Your objective: Every record is to be printed exactly as written, and any picture in it is skipped.

[Region pointing data]
= = =
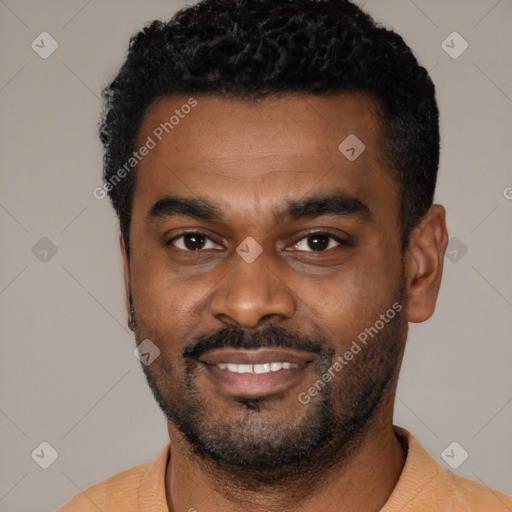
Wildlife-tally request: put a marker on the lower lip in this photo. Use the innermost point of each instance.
(251, 385)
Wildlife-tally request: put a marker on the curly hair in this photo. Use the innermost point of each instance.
(252, 49)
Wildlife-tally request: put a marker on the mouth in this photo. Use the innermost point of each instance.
(255, 373)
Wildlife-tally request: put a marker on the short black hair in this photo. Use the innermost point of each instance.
(258, 48)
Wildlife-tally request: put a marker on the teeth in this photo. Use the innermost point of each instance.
(256, 368)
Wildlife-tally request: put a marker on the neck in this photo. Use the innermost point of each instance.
(364, 481)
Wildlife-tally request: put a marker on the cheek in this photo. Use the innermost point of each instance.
(355, 297)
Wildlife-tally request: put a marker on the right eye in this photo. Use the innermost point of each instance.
(191, 241)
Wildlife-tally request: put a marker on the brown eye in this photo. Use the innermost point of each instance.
(318, 242)
(192, 241)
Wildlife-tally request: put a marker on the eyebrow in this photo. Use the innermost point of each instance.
(336, 203)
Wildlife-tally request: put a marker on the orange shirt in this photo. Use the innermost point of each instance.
(424, 486)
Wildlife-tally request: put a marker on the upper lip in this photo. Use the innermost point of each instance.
(255, 356)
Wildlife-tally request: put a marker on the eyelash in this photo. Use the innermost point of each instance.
(342, 242)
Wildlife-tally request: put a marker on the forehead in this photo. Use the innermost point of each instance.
(248, 155)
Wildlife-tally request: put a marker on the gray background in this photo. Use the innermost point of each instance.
(67, 372)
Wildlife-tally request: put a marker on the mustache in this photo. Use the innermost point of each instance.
(272, 336)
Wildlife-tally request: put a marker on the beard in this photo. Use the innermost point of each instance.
(273, 440)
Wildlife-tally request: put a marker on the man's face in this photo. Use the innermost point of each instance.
(267, 177)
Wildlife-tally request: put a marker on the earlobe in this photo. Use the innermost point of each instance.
(424, 264)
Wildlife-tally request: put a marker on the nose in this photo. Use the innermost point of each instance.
(252, 293)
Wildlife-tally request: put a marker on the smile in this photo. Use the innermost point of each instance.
(257, 369)
(255, 373)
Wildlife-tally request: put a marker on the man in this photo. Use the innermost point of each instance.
(273, 165)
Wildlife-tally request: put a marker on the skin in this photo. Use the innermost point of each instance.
(264, 154)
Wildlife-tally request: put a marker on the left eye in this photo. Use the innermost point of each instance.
(317, 242)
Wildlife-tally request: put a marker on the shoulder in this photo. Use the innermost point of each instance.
(141, 487)
(425, 485)
(469, 495)
(119, 490)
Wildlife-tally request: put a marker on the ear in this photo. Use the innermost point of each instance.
(126, 274)
(424, 260)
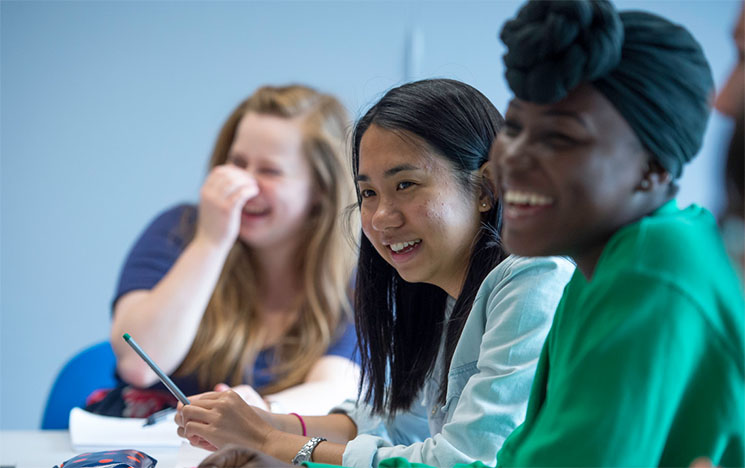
= = =
Response below:
Wildlife-tally request: put a marker on the lower lip in this photo. Use the innermost point of each instance.
(251, 385)
Wildlife-tally request: put a marker on the curly hair in this photo. Use the innermost point of each instance.
(252, 49)
Wildlife-tally request: put a marker on the mouth in this photo. Use the innermost point of each instance.
(255, 373)
Wildlife-tally request: put a marker on the short black hair in this photo. Use the innermost point of each instance.
(258, 48)
Wildlife-tally request: put a marker on the teeth in this photo. Use the innermost point of each instance.
(256, 368)
Wildlife-tally request: put a marker on the neck in this photo. Use the innermost point of each instance.
(364, 481)
Wildlife-tally request: put a marker on the cheek in this photo. Use the innermost point of each instance.
(355, 297)
Wildlife-tally request: put a marker on the right eye in this photo. Use the innermost point of each instance.
(191, 241)
Wildlife-tally request: put a marker on the brown eye in this photo. Use the innermost point of each instance.
(318, 242)
(192, 241)
Wildlife-tally request: put a marker on the eyebrow in this photo. Use the innermost point of each instance.
(336, 203)
Wildlife-tally request: put a marker on the orange shirt in this photo. Use the innermost point of each instance.
(424, 486)
Wildlife-tally request: put a marker on the upper lip in this photo. Use the innermost point of each instance.
(255, 356)
Wildlife-tally request: put a marker on the eyelash in this photo. Use the innermost point of each instance.
(342, 242)
Wildlife-tally request: put a marker on the forehead in this photo. Use the innermost point of each instance.
(248, 155)
Wildlife-tally request: put a marker on the gray background in this photo. Use the innermost point of each instance.
(67, 372)
Wildlife-tally request: put a marker on the mustache in this photo. Use the innermost point of each instance.
(272, 336)
Wildlife-tally request: put a marker on the beard in this photo. Use the innermost point of each instance.
(273, 440)
Wildlife-tally request: put a marker on the man's face in this photo. Use the innermost point of each instance.
(267, 177)
Wildlife-tally request: put a marker on the earlobe in this photo. Use the innermost point of each instance.
(424, 264)
Wildlife-tally request: put a marker on the nose in this photo. Use the innermost point of each instance.
(252, 293)
Wildlife-tally request: put a marker on the smile in this photo. Use the innermost point of each instance.
(257, 369)
(255, 373)
Wildlife-tally request: put a marker on the man in this photo. Use the innermost point of each instance.
(273, 165)
Wildlife-tally request: put a marker on the skin in this photo. Use the innermost point of each instance.
(264, 154)
Wildlife-tally request: put a marker on the left eye in this photo. Use the innermost point of each instance.
(317, 242)
Wildlife-tally request: put a marker on the shoulder in this photo. Use the innermost point of each instance.
(141, 487)
(425, 485)
(469, 495)
(119, 490)
Wildlife-tally request: put a marker on the ear in this photo. Use the innermost point of each instance.
(126, 274)
(424, 260)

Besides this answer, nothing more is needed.